Pick out each line below that contains the string "painted", and copy those lines. Case counts.

[BEGIN Supplied data]

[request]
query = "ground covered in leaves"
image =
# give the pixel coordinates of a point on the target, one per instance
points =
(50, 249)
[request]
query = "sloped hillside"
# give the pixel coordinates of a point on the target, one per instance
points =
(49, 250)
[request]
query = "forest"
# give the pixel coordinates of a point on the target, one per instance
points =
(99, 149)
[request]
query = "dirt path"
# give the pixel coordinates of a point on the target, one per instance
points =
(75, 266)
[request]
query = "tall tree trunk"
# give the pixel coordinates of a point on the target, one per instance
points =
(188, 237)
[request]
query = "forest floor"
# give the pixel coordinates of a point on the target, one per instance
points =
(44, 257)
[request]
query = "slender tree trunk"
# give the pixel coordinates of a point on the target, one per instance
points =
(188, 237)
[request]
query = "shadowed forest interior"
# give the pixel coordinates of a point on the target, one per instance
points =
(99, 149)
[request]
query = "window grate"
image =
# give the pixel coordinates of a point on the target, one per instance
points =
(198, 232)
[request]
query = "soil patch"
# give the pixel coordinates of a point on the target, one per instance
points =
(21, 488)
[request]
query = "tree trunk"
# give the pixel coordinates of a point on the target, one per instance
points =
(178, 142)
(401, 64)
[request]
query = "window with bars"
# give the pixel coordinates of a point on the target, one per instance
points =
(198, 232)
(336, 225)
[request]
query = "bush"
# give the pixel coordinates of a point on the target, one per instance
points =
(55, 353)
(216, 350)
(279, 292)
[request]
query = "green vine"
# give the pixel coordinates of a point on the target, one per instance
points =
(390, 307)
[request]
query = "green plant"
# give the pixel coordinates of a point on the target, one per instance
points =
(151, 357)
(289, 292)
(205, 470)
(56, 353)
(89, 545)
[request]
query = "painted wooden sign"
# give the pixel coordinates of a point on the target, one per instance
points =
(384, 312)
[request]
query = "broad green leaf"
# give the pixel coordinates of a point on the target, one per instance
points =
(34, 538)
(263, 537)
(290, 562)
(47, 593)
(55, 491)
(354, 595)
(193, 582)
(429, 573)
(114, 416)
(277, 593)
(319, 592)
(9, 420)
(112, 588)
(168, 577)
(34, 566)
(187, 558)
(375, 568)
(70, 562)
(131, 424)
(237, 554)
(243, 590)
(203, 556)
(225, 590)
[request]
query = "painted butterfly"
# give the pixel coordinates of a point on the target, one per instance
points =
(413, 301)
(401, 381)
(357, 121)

[END Supplied data]

» Exercise answer
query = "painted wooden sign"
query = "painted butterfly"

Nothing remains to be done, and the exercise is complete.